Data to use
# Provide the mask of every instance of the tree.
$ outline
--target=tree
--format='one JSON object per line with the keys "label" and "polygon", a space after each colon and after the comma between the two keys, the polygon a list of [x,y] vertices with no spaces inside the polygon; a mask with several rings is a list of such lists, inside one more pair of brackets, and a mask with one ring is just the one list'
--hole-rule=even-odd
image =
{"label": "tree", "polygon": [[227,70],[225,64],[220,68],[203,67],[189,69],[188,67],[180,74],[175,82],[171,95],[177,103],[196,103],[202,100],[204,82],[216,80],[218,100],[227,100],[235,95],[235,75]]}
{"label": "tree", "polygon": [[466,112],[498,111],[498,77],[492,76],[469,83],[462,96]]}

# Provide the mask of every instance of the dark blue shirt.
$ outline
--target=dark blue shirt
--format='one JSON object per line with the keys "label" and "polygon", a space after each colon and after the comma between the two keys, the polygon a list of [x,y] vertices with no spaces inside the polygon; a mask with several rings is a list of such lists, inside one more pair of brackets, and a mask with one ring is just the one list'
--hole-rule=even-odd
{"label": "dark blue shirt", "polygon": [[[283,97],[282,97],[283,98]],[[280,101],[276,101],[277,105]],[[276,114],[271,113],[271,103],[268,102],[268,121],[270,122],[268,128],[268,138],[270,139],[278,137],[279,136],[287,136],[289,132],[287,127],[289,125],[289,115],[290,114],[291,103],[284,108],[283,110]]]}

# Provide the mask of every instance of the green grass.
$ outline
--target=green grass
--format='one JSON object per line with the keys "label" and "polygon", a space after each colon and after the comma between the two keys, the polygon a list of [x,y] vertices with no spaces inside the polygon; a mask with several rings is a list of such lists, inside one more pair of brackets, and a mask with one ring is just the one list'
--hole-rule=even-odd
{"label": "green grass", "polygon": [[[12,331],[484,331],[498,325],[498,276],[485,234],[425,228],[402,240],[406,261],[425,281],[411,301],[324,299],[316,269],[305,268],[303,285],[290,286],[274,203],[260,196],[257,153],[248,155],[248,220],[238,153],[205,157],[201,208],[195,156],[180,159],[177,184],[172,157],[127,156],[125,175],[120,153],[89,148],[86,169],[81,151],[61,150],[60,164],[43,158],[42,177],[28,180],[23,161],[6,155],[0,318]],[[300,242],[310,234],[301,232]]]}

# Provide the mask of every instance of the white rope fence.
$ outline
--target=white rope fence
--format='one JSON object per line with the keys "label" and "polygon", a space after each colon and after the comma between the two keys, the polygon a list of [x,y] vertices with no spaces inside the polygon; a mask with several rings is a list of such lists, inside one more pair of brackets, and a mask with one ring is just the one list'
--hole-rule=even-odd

Set exercise
Reproduce every one of the rows above verbatim, preserving each line without alteration.

Output for this task
# Provide the mask of every instance of the tree.
$ outline
--target=tree
--format='one JSON object per line with the keys "label" and "polygon", a space after each colon and after the comma between the two keys, the polygon a list of [x,y] vertices with no spaces inside the polygon; a mask with several rings is a list of such lists, inside one more pair of brackets, and a mask with one ring is just the one list'
--hole-rule=even-odd
image =
{"label": "tree", "polygon": [[227,70],[225,64],[220,68],[203,67],[189,69],[188,67],[180,74],[175,82],[171,95],[177,103],[196,103],[202,100],[204,82],[216,80],[218,100],[227,100],[235,95],[235,75]]}
{"label": "tree", "polygon": [[466,112],[498,111],[498,77],[492,76],[469,83],[462,96]]}

# Provide the mask of every instance of the dark blue shirt.
$ outline
--target=dark blue shirt
--format='one JSON object per line with the keys "label" and "polygon", a space after each colon and after the comma between the two keys, the polygon a list of [x,y] vertices with no spaces inside the polygon; a mask with several rings is a list of such lists, inside one more pair of brackets, and a mask with one ring is just the one list'
--hole-rule=even-odd
{"label": "dark blue shirt", "polygon": [[[283,97],[282,97],[283,98]],[[280,101],[276,101],[277,105]],[[276,114],[271,113],[271,103],[268,102],[268,121],[270,122],[268,128],[268,138],[270,139],[278,137],[279,136],[287,136],[289,132],[287,127],[289,125],[289,115],[290,114],[291,103],[284,108],[283,110]]]}

# Provide the mask of every instance of the green grass.
$ outline
--target=green grass
--format='one JSON object per line with the keys "label" and "polygon", a space after each colon and after the comma between the two keys, the polygon a list of [x,y] vertices with no spaces inside the polygon; a mask with several rings is a list of such lists, inside one more pair of brackets, and a mask with one ring is just the one list'
--hole-rule=even-odd
{"label": "green grass", "polygon": [[[12,331],[484,331],[498,325],[498,276],[485,234],[425,228],[402,240],[406,261],[425,281],[411,301],[324,299],[316,269],[305,268],[303,285],[290,286],[274,203],[260,196],[257,153],[248,155],[248,220],[238,153],[205,157],[201,208],[195,156],[180,159],[177,184],[172,157],[127,156],[125,175],[120,153],[89,148],[86,169],[81,151],[61,150],[60,164],[43,158],[42,177],[28,180],[23,161],[6,155],[0,318]],[[300,242],[310,234],[301,232]]]}

# Provide the mask of every instance of the white rope fence.
$ outline
--target=white rope fence
--format='one JSON object per line with the keys "label" and "polygon", a space after each colon and after the comma between the two keys, the polygon a list of [x,y] vertices with no spaces inside the polygon; a mask with several rings is a list of such lists, inside one more pair of brackets, and a mask with one ring is just the one list'
--hole-rule=even-odd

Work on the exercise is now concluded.